[[ RECORDS TO USE open ]]
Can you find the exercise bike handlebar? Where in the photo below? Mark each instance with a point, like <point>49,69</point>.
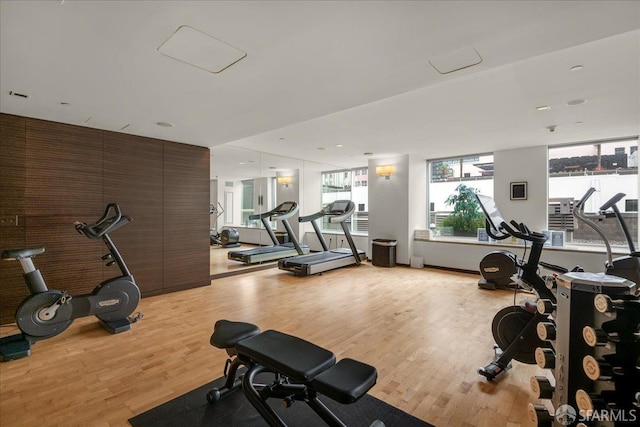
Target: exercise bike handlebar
<point>583,200</point>
<point>612,201</point>
<point>523,232</point>
<point>578,213</point>
<point>107,223</point>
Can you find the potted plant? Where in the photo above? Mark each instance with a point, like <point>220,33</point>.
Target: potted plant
<point>466,217</point>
[[ RECORDS TO USE closed ]]
WORK TASK: Line by line, print the records above exactly, skipping each picture.

RESULT:
Can you find the exercise bike handlebar? Where in the photo below? Mark each instance with a point, like <point>49,69</point>.
Target: exercise bike handlebar
<point>583,200</point>
<point>612,201</point>
<point>523,232</point>
<point>578,213</point>
<point>107,223</point>
Can you find the potted plant? Where in the photo above? Mark each instance with a point, like <point>220,33</point>.
Target: potted plant
<point>466,217</point>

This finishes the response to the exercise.